Article

In-Memory Databases and Caching: Speed at Scale

In-memory databases store data primarily in RAM rather than on disk. This eliminates disk I/O latency, providing microsecond response times — orders of magnitude faster than traditional disk-based databases.

3 min readLanguage: EN EnglishFree0 claps0 comments

TechnologyEngineering ArticlesCachingDatabasesTechnologyEngineering ArticlesMemory

Reading options

Introduction

In-memory databases are not replacements for traditional databases — they are complementary. They excel at use cases requiring ultra-low latency, high throughput, and real-time data processing: caching, session management, real-time analytics, leaderboards, rate limiting, and message brokering.

In-Memory vs. Disk-Based Databases

Aspect	In-Memory Database	Disk-Based Database
Primary storage	RAM	SSD / HDD
Read latency	< 1ms (typical 0.1ms)	1-10ms (SSD), 5-20ms (HDD)

● ● ● ●

• **Task requirements**: Transcribe the in-memory databases article word for word, from "Reading options" up to and including "(SSD), 5-20ms (HDD)".

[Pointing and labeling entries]
● ● ● ●

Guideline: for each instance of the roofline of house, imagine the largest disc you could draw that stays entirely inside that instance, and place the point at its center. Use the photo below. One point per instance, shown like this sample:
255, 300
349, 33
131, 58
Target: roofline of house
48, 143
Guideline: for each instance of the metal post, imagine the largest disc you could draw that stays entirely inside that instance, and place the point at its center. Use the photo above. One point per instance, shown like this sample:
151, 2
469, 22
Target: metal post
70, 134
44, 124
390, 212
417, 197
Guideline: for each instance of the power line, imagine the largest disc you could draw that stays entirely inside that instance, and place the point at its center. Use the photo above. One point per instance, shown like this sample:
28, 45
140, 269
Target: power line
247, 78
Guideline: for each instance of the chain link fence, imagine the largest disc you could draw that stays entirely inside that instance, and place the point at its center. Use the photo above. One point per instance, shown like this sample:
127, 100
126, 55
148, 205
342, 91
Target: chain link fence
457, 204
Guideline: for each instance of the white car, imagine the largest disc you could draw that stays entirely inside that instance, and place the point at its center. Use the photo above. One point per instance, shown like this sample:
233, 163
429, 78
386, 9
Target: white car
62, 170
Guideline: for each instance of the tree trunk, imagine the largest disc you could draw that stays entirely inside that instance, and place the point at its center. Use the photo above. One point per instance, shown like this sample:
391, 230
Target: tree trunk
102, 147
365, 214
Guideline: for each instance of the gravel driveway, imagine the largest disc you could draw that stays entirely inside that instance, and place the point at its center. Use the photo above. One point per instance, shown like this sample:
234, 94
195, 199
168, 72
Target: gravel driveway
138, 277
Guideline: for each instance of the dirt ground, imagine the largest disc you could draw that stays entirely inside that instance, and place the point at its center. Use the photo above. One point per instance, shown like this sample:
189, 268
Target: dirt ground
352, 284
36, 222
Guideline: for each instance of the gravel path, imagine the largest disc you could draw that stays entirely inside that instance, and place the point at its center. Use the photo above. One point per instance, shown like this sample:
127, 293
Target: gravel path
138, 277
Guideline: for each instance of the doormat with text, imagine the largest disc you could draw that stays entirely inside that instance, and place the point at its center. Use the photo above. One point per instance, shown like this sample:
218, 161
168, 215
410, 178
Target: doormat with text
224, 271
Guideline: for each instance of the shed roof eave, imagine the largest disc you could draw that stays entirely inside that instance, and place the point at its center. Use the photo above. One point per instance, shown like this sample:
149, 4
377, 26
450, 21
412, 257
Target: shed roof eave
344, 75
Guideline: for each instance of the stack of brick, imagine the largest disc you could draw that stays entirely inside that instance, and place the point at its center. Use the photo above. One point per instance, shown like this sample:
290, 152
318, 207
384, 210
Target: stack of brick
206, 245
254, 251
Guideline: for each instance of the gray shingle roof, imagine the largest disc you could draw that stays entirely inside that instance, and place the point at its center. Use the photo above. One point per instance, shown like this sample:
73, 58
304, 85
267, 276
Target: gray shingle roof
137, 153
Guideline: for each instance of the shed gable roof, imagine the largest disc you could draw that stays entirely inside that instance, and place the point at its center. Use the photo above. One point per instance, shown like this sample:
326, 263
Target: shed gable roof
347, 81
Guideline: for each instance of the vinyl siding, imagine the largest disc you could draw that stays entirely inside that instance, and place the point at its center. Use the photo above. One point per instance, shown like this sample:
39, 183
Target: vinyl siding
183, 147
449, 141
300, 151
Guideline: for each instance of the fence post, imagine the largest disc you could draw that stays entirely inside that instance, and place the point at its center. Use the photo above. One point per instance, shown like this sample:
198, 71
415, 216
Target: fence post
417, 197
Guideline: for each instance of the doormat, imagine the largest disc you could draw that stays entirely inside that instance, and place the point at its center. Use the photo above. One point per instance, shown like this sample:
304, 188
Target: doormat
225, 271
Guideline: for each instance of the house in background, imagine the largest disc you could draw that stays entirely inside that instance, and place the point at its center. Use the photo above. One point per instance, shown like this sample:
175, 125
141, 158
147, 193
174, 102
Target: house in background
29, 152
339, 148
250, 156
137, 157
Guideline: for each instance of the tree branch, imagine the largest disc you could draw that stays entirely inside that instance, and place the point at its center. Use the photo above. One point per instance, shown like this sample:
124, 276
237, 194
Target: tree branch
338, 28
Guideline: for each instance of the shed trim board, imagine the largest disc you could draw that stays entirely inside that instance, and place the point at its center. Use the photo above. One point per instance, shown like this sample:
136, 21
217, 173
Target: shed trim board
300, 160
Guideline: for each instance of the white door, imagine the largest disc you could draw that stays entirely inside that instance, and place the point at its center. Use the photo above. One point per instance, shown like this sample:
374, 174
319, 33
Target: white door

● ● ● ●

• **Correct result**:
Reading options

Introduction

In-memory databases are not replacements for traditional databases — they are complementary. They excel at use cases requiring ultra-low latency, high throughput, and real-time data processing: caching, session management, real-time analytics, leaderboards, rate limiting, and message brokering.

In-Memory vs. Disk-Based Databases

Aspect	In-Memory Database	Disk-Based Database
Primary storage	RAM	SSD / HDD
Read latency	< 1ms (typical 0.1ms)	1-10ms (SSD), 5-20ms (HDD)